[Image point annotation entries]
------------
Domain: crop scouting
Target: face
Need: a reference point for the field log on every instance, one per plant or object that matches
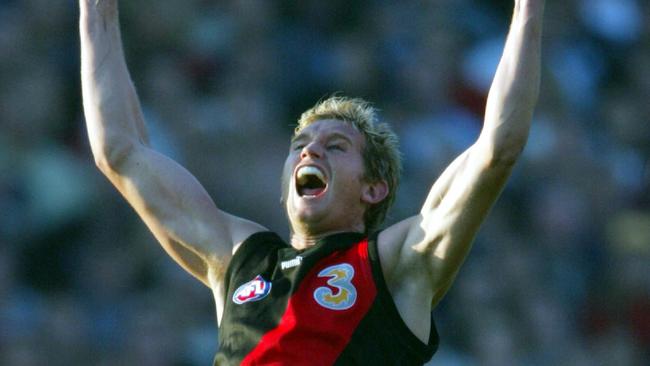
(323, 186)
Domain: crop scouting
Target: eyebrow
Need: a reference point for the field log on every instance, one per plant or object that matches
(332, 136)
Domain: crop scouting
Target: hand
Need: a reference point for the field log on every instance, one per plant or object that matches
(529, 7)
(97, 15)
(98, 9)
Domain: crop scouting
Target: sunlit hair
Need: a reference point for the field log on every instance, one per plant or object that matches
(381, 156)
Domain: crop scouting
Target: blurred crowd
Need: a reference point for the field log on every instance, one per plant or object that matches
(559, 274)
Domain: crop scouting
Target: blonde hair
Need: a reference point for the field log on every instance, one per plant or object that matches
(380, 153)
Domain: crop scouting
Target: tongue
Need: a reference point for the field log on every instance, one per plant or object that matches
(312, 191)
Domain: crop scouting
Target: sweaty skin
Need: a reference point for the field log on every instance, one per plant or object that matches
(420, 255)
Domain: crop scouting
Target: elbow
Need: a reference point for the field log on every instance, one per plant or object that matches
(503, 155)
(507, 155)
(110, 158)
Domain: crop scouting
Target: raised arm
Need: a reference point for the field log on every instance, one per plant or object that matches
(175, 207)
(440, 237)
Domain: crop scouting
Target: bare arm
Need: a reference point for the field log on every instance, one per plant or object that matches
(439, 238)
(175, 207)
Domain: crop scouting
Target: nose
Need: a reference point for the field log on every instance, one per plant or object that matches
(312, 149)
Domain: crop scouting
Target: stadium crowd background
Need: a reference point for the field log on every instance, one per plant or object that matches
(559, 274)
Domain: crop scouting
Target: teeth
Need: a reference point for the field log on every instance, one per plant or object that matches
(306, 171)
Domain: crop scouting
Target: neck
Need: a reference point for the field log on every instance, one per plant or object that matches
(305, 240)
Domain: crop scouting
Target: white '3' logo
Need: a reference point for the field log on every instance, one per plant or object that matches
(340, 278)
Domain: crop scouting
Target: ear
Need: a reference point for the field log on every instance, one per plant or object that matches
(373, 193)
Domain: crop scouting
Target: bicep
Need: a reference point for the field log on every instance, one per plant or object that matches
(179, 212)
(456, 206)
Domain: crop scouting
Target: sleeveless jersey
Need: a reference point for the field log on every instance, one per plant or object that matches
(325, 305)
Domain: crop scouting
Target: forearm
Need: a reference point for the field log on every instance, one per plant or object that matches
(514, 91)
(111, 107)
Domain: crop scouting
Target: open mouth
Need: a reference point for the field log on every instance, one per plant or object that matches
(310, 181)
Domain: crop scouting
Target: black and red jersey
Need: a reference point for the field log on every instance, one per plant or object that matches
(325, 305)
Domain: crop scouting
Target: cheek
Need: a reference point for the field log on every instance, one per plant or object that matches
(287, 171)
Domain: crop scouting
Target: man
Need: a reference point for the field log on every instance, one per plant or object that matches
(343, 292)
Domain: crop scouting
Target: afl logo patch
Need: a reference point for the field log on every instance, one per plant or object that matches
(254, 290)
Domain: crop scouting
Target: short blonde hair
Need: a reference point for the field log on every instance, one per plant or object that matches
(381, 156)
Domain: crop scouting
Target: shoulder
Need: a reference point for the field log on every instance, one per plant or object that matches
(391, 248)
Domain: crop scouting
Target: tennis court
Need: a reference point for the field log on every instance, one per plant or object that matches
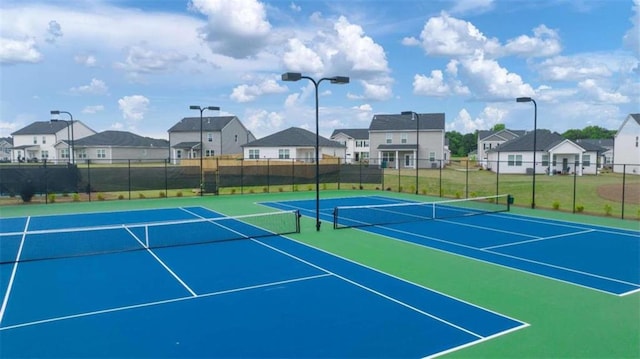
(599, 258)
(190, 282)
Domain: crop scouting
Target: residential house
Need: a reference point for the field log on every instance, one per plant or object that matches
(396, 141)
(356, 141)
(488, 140)
(605, 159)
(6, 144)
(221, 135)
(626, 156)
(293, 143)
(553, 155)
(38, 140)
(115, 146)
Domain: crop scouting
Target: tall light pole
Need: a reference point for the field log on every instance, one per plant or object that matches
(296, 76)
(69, 123)
(417, 140)
(202, 109)
(535, 120)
------------
• THE EXERCISE
Find every line in the material above that contains the string "logo", treating uppercase and lowercase as different, and copy each of those lines.

• EXPECTED OUTPUT
Target: white '3' logo
Target: afl logo patch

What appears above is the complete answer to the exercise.